AUSGEWÄHLTER TEXTAUSZUG:
━━━━━━━━━━━━━━━━━━━━━━━━━━━━━━

Die Büste der Nofretete ist der vielleicht wichtigste Kunstschatz in den Berliner Museen. Gefunden wurde sie vor 110 Jahren in Ägypten - eine Rückgabe plant der Berliner Senat derzeit aber nicht, wie Justizsenatorin Kreck klarstellte.

Eine Rückgabe des Berliner Pergamonaltars und der Nofretete-Büste in die Herkunftsländer ist vom Senat nicht geplant. Das sagte Berlins Justizsenatorin Lena Kreck (Linke) am Mittwoch im Rechtsausschuss des Abgeordnetenhauses. "Der Senat strebt nicht an, die Nofretete und den Pergamonaltar wieder zurückzugeben", sagte Kreck.

Kreck widersprach damit indirekt ihrer Staatssekretärin Saraya Gomis (parteilos), die sich kürzlich in einem Interview für eine Rückgabe ausgesprochen hatte. "Ich persönlich bin dafür, dass der Pergamonaltar und die Nofretete-Büste zurückgegeben werden", hatte Gomis dem "Tagesspiegel" gesagt und hinzugefügt: "Aus einer Antidiskriminierungsperspektive muss man sagen: All die Kulturgüter aus anderen Weltregionen gehören nicht uns, sie sind unrechtmäßig hier."

Kreck sieht "verschiedene Perspektiven zur Rechtmäßigkeit des Besitzes"

Kreck hingegen sagte nun, es gebe verschiedene Perspektiven auf die Rechtmäßigkeit des Besitzes des Pergamonaltars und der Nofretete-Büste sowohl im juristischen und moralischen Sinn. Sie begrüße daher die Debatte zu dem Thema.

━━━━━━━━━━━━━━━━━━━━━━━━━━━━━━

BEREITGESTELLTES MATERIAL:
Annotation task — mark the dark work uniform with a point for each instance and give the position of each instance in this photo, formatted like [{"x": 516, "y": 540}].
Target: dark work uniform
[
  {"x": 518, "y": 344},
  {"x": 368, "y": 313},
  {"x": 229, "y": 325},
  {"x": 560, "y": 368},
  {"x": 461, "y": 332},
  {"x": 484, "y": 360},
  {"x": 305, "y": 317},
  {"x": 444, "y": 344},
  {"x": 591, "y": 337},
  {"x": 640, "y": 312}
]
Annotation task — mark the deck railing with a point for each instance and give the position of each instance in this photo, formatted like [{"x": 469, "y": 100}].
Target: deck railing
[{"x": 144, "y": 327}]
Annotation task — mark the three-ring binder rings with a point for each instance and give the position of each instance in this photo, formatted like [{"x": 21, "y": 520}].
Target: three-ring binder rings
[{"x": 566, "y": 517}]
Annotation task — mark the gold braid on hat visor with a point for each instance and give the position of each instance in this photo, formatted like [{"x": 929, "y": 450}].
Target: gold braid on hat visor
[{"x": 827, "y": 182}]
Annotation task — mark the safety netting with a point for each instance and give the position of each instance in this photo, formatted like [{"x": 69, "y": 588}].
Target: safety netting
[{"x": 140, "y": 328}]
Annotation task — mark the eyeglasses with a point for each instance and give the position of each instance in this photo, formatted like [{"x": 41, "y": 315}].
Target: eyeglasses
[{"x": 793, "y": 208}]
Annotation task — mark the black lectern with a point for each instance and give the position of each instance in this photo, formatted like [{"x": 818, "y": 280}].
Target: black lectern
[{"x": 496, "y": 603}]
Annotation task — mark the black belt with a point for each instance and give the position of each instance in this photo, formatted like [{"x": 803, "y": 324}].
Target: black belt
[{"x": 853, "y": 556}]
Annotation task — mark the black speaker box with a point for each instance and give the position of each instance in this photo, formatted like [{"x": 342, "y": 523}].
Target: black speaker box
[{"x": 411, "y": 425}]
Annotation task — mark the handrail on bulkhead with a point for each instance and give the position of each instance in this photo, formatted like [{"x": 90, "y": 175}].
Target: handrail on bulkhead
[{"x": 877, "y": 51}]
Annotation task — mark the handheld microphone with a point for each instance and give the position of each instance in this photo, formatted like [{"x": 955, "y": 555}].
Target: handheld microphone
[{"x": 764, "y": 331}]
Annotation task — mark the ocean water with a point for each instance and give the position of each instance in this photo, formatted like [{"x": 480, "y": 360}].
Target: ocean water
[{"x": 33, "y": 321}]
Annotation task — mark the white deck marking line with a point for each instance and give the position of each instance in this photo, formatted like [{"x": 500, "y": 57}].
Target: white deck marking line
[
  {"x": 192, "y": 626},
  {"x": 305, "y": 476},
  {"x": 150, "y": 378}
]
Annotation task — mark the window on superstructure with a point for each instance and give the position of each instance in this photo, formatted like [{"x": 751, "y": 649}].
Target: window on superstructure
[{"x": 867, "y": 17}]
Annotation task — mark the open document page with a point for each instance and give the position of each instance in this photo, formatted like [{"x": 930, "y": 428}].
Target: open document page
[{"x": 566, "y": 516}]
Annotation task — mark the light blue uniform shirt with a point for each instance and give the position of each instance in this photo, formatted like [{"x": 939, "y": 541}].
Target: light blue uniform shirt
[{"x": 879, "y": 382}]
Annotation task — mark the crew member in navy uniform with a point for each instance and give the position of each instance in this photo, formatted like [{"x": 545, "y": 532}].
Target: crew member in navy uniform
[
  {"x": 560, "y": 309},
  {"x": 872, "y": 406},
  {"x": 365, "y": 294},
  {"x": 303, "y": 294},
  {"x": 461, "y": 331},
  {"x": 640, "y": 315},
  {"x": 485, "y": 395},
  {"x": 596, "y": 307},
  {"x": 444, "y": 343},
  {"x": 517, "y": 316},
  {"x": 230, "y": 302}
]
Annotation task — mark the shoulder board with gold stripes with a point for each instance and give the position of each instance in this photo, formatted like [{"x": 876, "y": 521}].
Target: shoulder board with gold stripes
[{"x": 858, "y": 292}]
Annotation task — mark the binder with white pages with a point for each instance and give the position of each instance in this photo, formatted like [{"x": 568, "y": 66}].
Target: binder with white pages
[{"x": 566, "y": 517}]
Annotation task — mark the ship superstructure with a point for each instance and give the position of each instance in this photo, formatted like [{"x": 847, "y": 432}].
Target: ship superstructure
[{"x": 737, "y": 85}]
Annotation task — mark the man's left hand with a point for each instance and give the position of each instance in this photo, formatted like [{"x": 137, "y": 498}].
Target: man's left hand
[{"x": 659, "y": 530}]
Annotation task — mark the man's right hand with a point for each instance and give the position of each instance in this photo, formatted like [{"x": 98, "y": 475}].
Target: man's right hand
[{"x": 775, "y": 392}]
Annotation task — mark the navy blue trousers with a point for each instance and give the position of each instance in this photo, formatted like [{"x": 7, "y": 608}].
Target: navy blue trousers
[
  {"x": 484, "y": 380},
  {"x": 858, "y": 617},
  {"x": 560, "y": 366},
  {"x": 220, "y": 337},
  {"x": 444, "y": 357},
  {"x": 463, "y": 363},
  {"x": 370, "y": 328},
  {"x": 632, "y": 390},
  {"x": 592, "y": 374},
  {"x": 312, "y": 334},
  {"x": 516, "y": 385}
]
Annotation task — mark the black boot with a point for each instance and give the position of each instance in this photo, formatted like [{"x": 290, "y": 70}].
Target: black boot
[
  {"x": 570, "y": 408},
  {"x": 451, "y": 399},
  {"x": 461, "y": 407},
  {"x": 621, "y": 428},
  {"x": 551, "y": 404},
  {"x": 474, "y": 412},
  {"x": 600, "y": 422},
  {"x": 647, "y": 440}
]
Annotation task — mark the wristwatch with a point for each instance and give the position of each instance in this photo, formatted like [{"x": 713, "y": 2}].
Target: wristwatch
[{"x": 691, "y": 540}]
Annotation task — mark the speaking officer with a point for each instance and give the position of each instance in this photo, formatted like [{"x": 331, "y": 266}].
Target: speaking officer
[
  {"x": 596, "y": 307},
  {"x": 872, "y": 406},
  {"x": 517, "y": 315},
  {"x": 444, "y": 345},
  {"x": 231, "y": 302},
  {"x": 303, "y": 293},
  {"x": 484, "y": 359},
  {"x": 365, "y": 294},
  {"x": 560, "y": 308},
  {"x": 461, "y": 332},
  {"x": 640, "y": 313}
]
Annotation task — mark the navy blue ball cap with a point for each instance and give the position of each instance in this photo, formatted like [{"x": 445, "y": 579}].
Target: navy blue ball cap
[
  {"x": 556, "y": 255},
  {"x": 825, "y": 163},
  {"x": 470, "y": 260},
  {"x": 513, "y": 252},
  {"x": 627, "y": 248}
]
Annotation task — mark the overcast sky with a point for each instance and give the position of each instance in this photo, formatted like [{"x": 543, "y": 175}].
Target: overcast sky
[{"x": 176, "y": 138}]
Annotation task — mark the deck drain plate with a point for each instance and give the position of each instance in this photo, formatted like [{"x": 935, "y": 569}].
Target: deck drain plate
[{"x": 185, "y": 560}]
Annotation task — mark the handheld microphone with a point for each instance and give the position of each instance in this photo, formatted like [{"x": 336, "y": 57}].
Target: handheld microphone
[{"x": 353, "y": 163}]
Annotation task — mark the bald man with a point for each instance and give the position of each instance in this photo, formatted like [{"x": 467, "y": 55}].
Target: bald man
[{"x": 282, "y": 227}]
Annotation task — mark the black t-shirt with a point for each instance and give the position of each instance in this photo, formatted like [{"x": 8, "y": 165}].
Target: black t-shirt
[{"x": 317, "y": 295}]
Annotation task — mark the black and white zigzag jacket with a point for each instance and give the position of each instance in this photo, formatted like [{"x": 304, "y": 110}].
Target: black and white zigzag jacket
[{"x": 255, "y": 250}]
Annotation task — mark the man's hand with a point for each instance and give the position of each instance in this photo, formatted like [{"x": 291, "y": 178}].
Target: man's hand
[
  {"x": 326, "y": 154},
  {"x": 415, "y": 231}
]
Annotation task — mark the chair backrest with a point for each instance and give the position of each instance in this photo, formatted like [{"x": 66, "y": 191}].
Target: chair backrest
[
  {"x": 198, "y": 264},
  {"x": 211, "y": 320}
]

━━━━━━━━━━━━━━━━━━━━━━━━━━━━━━

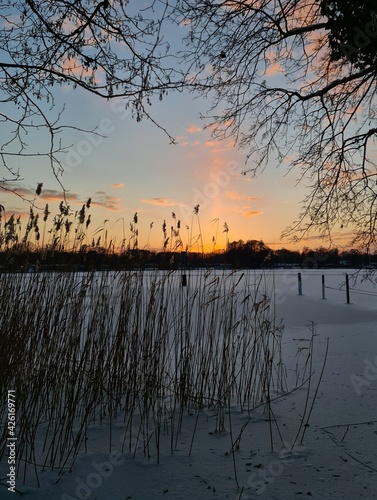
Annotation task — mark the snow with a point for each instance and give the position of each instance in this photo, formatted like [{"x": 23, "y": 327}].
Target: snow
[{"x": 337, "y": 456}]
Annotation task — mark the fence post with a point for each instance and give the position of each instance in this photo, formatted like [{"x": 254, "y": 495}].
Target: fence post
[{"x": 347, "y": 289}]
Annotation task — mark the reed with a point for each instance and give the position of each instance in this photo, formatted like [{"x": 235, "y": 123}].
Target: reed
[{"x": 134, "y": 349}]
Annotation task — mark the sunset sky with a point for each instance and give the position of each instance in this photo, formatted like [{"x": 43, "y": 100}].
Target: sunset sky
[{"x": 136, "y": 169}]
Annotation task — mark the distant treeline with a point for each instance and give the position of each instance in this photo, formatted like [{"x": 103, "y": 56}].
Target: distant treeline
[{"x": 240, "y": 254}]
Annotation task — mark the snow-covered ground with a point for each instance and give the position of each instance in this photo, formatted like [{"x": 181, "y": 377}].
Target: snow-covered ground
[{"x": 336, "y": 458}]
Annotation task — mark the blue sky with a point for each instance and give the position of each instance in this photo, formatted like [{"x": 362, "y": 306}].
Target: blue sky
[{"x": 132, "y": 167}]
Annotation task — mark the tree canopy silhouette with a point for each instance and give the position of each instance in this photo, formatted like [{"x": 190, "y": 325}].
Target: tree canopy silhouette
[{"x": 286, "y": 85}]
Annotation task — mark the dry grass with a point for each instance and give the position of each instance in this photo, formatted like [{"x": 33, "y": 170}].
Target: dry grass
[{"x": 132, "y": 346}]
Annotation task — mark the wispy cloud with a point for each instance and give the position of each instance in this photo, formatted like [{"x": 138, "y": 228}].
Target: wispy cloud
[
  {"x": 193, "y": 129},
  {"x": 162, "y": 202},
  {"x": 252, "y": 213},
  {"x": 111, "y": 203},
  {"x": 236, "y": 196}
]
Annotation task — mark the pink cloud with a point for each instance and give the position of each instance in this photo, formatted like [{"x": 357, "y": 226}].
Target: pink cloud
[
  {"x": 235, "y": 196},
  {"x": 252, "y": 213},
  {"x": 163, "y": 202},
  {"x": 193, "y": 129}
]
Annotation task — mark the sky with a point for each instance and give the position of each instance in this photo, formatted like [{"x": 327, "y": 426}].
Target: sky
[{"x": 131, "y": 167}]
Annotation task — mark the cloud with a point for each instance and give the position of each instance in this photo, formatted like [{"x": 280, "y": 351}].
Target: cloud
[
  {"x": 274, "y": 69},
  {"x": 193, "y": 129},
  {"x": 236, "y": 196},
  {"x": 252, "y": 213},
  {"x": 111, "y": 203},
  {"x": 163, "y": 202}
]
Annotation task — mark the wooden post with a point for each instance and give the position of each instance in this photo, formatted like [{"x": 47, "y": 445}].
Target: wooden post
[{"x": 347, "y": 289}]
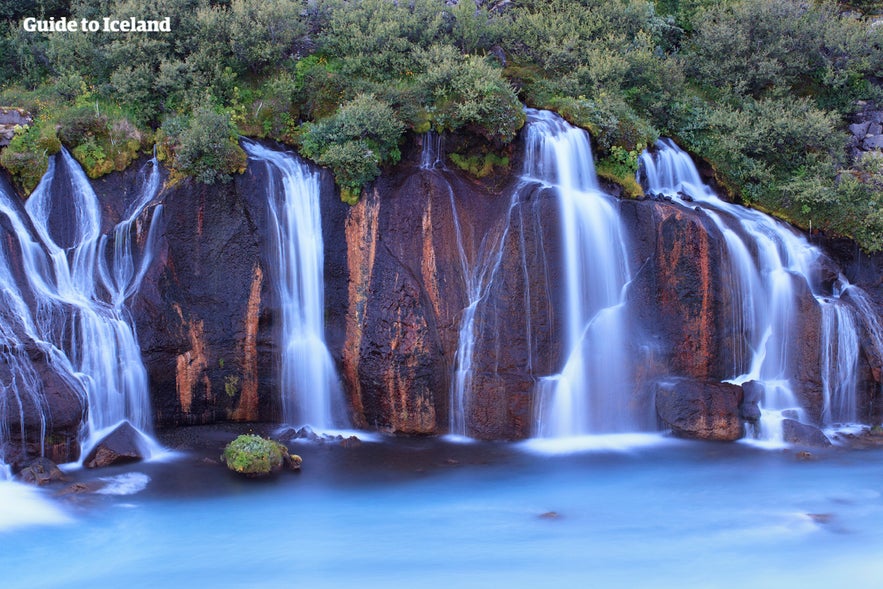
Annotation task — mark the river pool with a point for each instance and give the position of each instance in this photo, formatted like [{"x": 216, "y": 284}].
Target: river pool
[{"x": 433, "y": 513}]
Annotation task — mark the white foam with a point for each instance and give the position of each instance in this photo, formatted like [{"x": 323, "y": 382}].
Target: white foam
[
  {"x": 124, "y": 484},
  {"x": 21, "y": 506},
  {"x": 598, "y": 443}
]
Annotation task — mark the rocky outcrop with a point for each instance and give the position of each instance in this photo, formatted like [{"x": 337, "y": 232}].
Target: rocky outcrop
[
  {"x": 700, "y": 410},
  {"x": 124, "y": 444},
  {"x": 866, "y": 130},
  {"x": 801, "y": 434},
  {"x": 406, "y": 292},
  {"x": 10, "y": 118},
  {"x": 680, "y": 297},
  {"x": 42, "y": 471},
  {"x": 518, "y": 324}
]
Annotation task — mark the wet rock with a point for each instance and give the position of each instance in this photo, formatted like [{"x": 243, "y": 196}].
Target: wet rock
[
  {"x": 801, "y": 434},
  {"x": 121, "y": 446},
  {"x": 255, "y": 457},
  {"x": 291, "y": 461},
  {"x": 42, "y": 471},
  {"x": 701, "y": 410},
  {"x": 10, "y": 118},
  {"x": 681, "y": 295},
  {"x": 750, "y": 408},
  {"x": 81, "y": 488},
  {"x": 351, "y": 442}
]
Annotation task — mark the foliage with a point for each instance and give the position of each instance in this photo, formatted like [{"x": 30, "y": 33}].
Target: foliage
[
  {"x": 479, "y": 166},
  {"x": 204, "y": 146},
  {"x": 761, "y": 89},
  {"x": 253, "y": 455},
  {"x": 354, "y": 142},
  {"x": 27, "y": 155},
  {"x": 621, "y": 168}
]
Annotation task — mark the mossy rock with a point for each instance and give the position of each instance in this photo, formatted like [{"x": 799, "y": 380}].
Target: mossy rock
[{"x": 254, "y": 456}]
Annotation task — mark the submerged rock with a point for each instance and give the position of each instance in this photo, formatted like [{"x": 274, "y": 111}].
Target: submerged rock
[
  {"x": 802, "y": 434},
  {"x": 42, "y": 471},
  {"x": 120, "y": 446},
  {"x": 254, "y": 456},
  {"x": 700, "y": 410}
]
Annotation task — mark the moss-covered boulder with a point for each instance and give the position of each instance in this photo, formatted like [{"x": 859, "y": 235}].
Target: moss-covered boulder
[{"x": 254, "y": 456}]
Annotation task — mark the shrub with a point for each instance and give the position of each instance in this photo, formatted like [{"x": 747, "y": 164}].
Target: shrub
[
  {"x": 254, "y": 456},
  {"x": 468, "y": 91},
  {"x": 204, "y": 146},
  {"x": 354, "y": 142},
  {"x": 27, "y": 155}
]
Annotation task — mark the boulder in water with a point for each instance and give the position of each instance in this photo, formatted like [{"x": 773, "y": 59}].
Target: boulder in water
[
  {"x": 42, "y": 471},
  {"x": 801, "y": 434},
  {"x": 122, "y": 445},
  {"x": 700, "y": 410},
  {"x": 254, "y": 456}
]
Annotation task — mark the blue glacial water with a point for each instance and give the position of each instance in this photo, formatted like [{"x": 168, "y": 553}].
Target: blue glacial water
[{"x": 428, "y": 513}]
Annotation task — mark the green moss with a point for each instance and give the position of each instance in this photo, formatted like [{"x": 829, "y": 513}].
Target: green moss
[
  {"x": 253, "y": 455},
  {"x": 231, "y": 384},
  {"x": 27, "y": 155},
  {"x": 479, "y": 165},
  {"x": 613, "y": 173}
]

━━━━━━━━━━━━━━━━━━━━━━━━━━━━━━

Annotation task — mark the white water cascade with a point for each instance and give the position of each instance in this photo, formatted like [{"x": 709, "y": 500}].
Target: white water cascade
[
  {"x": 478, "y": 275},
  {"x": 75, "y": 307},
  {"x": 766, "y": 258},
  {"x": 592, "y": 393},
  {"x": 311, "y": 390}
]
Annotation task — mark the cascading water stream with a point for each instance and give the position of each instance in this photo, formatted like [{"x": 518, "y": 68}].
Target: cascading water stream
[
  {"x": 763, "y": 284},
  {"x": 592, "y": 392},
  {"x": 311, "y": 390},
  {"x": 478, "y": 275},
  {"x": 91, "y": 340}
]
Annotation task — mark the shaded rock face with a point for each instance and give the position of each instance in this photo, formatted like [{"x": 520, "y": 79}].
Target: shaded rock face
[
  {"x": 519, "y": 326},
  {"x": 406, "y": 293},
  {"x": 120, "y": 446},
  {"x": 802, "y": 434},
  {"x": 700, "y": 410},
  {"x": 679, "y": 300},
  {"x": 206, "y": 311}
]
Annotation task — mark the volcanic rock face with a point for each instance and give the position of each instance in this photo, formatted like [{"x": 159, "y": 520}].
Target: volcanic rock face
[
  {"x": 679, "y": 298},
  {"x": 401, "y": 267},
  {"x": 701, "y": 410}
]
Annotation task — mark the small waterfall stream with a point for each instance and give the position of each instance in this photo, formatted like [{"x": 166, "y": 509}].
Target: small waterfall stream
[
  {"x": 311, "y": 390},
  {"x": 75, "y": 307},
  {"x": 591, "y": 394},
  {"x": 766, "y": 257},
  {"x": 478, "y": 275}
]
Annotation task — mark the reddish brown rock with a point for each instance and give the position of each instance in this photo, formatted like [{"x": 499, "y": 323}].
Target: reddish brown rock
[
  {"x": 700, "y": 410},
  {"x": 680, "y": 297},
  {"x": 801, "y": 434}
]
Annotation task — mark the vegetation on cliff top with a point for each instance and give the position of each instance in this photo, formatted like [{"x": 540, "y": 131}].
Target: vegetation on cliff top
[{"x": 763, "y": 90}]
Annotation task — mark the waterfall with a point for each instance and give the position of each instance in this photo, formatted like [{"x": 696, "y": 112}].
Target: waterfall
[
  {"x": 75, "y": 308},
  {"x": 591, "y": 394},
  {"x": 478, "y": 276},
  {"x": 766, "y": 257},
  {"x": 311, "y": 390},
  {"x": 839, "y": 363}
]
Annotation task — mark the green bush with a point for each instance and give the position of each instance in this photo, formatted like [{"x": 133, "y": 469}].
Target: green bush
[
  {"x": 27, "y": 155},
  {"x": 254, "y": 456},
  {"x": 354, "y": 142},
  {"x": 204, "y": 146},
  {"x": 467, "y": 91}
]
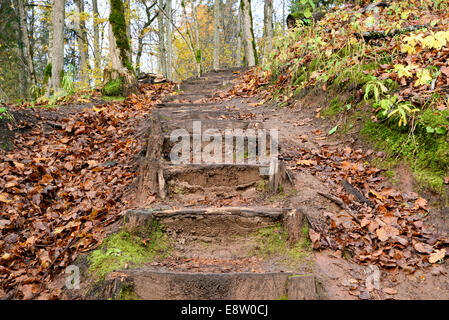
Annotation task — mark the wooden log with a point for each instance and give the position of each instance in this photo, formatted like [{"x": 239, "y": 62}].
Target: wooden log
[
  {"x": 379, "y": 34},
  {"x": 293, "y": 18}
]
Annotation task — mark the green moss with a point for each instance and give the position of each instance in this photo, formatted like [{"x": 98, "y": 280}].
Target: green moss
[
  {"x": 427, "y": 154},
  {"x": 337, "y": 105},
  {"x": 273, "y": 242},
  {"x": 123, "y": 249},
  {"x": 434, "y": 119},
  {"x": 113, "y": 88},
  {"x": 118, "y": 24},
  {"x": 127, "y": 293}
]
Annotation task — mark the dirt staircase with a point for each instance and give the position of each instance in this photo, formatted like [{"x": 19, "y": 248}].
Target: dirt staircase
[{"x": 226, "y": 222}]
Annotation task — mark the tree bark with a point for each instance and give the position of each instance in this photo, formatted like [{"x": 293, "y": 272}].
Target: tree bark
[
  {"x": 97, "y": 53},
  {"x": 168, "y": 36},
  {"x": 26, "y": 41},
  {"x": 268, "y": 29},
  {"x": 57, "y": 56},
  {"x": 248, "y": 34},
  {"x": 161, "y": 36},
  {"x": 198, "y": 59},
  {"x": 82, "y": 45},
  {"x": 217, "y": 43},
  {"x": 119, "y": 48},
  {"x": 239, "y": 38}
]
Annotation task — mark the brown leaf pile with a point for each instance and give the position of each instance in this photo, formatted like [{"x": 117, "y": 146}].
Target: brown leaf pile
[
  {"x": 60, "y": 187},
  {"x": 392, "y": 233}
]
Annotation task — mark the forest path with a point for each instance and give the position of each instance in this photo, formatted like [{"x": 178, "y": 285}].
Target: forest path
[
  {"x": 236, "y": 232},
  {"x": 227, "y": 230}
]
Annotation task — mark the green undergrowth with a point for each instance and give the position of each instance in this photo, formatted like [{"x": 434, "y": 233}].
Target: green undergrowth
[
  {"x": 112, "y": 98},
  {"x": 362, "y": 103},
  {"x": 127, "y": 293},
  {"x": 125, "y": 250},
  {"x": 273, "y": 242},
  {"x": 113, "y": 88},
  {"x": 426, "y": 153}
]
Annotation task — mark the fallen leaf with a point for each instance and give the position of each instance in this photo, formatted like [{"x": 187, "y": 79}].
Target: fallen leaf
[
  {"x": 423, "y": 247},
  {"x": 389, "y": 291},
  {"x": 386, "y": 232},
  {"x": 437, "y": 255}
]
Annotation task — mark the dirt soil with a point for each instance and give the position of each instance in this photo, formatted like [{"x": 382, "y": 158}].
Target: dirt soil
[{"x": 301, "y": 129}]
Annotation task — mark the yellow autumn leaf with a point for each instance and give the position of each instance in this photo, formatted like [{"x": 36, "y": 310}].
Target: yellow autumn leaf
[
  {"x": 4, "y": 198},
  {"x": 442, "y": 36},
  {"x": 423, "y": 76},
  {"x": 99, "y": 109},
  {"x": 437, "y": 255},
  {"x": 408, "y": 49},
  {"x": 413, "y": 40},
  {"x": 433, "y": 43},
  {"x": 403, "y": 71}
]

━━━━━━━━━━━━━━━━━━━━━━━━━━━━━━

ZU ERLEDIGENDE AUFGABEN:
(1) Welcher Partei gehört Justizsenatorin Lena Kreck laut dem Textauszug an?
(2) Schreib bitte aus dem Textauszug die Stelle von "Kreck hingegen sagte" bis einschließlich "zu dem Thema." wortgetreu ab.

LÖSUNGEN IM ÜBERBLICK:
(1) Der Linken.

(2)
Kreck hingegen sagte nun, es gebe verschiedene Perspektiven auf die Rechtmäßigkeit des Besitzes des Pergamonaltars und der Nofretete-Büste sowohl im juristischen und moralischen Sinn. Sie begrüße daher die Debatte zu dem Thema.